TASK DIRECTIONS: Please count how many lines in the material below contain the word "player". Reply with the number alone.
# Start of INPUT RECORDS
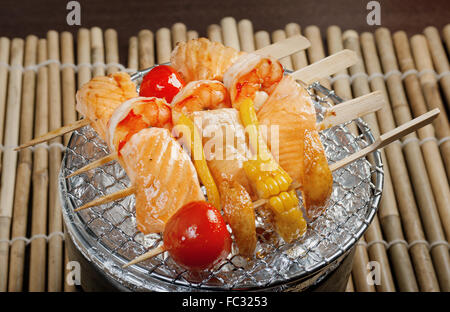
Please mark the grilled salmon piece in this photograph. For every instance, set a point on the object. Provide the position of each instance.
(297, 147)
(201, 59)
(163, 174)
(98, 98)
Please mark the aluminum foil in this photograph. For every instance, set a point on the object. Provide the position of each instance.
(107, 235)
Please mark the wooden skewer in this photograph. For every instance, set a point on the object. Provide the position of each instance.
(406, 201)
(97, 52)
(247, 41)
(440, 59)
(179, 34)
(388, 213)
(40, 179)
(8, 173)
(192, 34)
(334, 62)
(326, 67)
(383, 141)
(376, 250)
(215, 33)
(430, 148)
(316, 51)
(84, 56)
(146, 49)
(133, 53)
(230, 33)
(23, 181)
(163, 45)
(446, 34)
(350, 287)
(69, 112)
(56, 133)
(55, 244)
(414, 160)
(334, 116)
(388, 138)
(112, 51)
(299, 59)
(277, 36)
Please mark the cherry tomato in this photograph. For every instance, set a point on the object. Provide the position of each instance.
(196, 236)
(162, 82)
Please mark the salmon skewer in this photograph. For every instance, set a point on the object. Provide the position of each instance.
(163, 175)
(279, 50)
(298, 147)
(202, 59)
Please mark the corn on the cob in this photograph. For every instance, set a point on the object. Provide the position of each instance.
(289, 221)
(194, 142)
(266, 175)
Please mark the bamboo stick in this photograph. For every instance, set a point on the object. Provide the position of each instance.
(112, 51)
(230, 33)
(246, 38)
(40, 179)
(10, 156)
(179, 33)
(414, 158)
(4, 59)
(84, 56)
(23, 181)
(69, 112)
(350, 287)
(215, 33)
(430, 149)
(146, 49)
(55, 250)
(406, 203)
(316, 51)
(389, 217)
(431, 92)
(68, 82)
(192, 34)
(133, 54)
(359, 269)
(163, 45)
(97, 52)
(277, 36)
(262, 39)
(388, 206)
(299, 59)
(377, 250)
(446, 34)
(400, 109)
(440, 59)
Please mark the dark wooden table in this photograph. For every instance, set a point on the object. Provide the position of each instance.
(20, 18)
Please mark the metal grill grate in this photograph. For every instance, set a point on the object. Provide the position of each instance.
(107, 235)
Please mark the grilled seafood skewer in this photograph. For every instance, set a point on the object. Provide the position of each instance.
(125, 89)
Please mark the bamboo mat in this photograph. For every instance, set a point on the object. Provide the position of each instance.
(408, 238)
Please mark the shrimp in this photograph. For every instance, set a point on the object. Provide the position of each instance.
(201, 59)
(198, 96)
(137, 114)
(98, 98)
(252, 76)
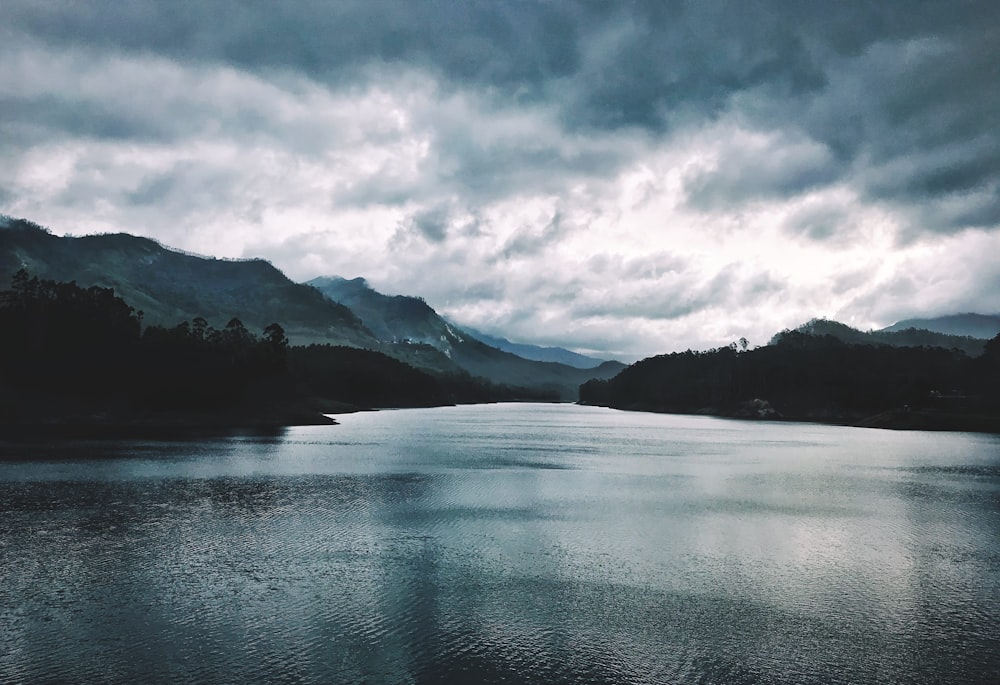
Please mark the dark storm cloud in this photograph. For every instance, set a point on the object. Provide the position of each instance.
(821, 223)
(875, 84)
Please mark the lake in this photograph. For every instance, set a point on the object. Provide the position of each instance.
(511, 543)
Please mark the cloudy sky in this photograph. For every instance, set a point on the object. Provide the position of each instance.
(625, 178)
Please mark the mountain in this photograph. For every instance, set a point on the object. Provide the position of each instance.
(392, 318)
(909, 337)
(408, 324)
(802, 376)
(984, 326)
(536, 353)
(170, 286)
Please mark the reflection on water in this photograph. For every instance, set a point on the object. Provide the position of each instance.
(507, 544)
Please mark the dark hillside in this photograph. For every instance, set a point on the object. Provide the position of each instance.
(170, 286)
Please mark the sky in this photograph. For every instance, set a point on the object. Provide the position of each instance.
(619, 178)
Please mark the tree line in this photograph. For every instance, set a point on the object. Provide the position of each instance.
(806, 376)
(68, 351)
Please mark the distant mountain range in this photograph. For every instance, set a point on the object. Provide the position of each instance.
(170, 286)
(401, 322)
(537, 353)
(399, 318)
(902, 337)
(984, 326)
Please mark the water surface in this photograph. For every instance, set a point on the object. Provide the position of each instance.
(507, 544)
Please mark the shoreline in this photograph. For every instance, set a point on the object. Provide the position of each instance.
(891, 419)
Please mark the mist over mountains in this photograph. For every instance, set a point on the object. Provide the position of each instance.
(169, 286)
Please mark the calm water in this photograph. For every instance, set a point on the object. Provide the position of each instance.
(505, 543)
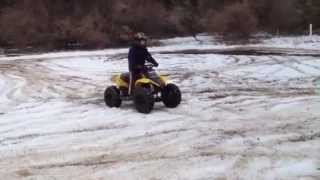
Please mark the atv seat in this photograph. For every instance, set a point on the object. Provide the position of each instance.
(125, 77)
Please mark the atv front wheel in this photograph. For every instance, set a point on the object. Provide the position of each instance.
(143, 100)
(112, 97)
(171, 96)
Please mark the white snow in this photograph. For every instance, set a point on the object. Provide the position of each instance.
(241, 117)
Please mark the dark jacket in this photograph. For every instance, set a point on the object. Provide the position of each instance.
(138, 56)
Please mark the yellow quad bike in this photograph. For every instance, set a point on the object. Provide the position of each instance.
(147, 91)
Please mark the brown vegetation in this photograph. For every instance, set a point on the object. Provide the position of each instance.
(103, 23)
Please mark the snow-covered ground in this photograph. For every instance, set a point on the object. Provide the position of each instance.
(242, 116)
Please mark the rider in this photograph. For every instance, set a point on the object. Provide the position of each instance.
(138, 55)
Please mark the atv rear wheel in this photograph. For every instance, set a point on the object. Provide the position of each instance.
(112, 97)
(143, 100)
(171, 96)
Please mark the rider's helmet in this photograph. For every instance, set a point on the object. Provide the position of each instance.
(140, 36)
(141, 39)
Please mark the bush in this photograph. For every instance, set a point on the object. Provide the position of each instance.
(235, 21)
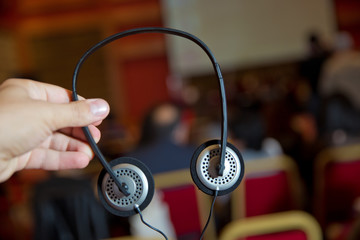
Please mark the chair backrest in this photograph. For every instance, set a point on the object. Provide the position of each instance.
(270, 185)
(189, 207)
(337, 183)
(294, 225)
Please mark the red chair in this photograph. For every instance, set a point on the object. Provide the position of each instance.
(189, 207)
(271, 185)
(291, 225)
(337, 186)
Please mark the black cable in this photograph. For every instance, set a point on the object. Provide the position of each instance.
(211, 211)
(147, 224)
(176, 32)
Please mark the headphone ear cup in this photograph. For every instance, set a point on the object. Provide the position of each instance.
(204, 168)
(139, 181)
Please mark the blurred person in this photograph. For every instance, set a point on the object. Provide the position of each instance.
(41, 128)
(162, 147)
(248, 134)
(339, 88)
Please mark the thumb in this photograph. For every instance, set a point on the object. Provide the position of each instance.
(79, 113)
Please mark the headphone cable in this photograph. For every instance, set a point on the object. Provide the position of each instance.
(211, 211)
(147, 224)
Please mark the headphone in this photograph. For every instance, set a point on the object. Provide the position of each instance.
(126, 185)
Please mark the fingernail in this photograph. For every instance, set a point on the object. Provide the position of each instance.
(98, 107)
# End of INPUT RECORDS
# Start of INPUT RECORDS
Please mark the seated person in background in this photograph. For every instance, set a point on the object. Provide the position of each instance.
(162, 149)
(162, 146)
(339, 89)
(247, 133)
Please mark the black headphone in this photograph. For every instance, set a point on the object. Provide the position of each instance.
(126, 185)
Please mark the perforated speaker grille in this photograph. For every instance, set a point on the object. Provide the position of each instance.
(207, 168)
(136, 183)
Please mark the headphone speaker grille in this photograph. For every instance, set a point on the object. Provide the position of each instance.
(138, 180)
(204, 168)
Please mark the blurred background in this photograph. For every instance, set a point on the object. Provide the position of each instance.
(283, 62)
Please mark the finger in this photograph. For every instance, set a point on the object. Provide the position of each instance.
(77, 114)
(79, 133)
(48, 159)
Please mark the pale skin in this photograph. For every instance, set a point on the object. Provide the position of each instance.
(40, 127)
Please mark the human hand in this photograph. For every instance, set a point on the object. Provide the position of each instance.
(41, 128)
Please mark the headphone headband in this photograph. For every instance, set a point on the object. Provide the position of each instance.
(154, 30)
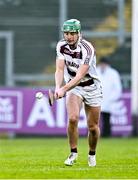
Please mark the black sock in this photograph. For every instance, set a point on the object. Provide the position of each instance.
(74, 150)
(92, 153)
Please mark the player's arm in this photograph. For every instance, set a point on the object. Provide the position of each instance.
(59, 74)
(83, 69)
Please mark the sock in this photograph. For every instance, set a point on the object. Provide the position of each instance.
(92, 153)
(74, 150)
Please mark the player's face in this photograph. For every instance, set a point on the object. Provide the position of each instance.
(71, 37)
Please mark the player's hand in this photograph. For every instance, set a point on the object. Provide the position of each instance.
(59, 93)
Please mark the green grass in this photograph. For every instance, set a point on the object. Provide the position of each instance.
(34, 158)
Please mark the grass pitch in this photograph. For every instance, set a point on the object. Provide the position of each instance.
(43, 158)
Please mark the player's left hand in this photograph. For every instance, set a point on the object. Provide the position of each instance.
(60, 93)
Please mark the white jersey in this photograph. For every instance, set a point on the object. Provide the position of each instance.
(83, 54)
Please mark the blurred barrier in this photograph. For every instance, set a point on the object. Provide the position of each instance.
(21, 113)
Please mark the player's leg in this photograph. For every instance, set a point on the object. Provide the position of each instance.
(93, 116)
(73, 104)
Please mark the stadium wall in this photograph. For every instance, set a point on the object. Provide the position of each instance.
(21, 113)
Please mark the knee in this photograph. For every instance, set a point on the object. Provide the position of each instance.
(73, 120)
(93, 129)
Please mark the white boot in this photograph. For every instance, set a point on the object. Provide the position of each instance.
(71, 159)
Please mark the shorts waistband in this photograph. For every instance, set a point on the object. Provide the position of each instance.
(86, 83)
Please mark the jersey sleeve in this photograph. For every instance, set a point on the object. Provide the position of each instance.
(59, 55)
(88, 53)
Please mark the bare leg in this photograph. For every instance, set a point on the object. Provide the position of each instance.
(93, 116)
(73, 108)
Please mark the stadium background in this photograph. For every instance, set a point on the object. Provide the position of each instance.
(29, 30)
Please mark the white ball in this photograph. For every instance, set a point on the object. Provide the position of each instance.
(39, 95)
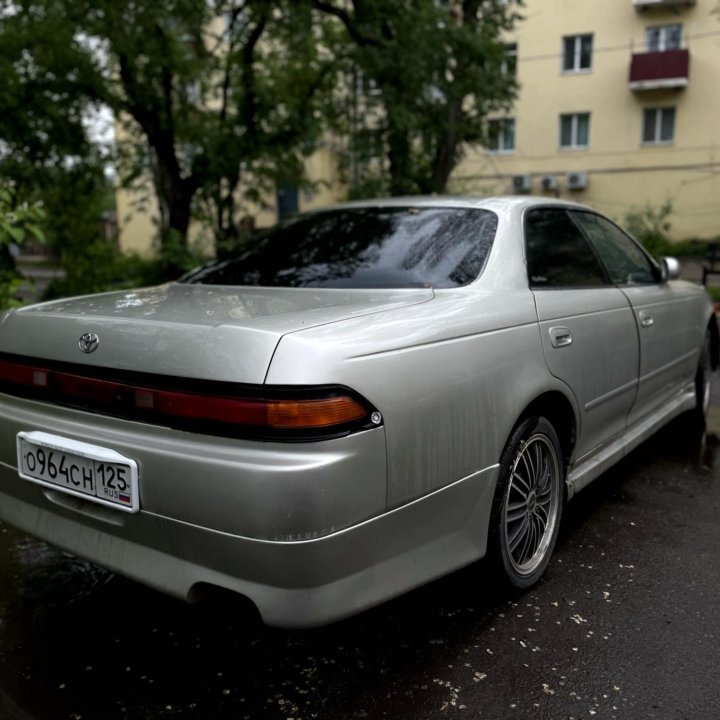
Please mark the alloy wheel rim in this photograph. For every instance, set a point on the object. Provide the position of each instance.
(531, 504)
# End of INPUT RECORDS
# Start of INPUT RECORDS
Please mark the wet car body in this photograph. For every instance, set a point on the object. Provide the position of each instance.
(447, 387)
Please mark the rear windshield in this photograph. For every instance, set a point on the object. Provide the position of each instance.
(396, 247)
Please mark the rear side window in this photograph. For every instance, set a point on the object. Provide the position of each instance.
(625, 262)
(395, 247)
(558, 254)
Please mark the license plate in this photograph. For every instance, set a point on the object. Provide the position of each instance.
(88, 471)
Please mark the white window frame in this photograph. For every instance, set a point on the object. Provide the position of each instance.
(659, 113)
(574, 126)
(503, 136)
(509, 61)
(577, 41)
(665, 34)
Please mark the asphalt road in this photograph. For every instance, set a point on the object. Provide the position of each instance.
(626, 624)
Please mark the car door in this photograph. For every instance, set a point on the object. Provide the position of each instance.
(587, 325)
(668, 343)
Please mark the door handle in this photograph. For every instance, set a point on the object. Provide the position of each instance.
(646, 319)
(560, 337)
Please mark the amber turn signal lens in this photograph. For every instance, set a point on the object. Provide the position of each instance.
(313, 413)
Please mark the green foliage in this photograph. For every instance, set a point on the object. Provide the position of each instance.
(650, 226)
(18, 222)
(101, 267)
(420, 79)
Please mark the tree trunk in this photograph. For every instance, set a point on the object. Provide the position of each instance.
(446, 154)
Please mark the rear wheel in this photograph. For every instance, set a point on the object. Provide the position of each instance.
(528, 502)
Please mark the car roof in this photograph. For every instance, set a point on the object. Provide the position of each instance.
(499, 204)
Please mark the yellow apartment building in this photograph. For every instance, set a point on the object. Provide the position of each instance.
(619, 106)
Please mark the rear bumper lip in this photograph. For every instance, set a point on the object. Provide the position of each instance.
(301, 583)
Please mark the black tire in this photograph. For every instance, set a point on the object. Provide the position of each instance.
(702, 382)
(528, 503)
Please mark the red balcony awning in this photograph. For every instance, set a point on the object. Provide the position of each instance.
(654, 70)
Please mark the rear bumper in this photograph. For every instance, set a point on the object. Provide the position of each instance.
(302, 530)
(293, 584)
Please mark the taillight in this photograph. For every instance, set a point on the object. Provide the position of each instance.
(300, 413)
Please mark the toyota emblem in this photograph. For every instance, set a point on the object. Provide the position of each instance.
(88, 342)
# End of INPUT RECORDS
ANSWER TO THIS PROBLEM: 5